**EXERCISE GOAL**. Extend the forum thread below about building an INT8 TensorRT engine with trtexec, picking up after its final post.

**SELECTED EXTRACT**.
++++
Python Version (if applicable): 3.8

PyTorch Version (if applicable): 2.0.1+cu117

Steps To Reproduce

I use trtexec, my command looks like this trtexec --onnx=/repo/int8-engine.trt/end2end.onnx --calib=calib_data.h5 --int8 --saveEngine=/repo/int8-engine.trt/end2end.trt --staticPlugins=/mmdeploy/buil/lib/libmmdeploy_tensorrt_ops.so --shapes=input:1x3x800x1300 --verbose

DaraOrange avatar May 19 '23 14:05 DaraOrange

Can you please share all files needed to reproduce this error? This includes ONNX file, calibration cache, and steps to build the plugin for example.

gcunhase avatar May 19 '23 16:05 gcunhase

onnx file: https://drive.google.com/file/d/1OL7FC4mmGQQqjWAaYLdxcbDfesmSu_S8/view?usp=sharing calibration data: https://drive.google.com/file/d/1ob-tog2o0DDnDlFzN-p35gjLIpbaKKUw/view?usp=sharing pre-built ops: https://drive.google.com/file/d/18GBp1-ounLNqEReDOLchgUKqYzFDnC8F/view?usp=sharing (or you can build this .so as described here: https://github.com/OpenGVLab/InternImage/tree/master/detection)
++++
**DATA LINES**.
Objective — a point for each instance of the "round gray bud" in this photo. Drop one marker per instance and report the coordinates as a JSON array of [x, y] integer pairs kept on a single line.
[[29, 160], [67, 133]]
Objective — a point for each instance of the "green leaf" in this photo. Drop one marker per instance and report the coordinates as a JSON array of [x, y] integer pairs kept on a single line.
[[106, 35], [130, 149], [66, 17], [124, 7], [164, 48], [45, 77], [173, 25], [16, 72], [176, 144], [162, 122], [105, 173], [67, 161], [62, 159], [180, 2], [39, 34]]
++++
**RESPONSE TO THIS EXERCISE**.
DaraOrange avatar May 19 '23 20:05 DaraOrange

Could you please also upload a full TRT verbose log here? At a quick glance, it looks like some thing is wrong with your scale.

zerollzeng avatar May 21 '23 14:05 zerollzeng

I suppose, problem is in calibration file. Now I have such a problem [05/22/2023-06:57:41] [E] Error[1]: [resizingAllocator.cpp::deallocate::105] Error Code 1: Cuda Runtime (an illegal memory access was encountered) Something is wrong with format. I made this calibration file with mmdeploy (and got h5 file). Could you please tell me, what format is needed for trtexec?

DaraOrange avatar May 22 '23 08:05 DaraOrange

@zerollzeng I have the same issue: https://github.com/open-mmlab/mmdeploy/issues/2204 [06/21/2023-12:58:13] [TRT] [E] 2: [weightConvertors.cpp::quantizeBiasCommon::337] Error Code 2: Internal Error (Assertion getter(i) != 0 failed. ) Here is the my full TRT log pose-detection_tensorrt-int8_static-256x256_epose_debug.zip

shimen avatar Jun 28 '23 07:06 shimen

@DaraOrange Привет, а можешь подсказать, как ты добыла calib_data? Мне вот тоже надо сформировать calib_data для trtexec.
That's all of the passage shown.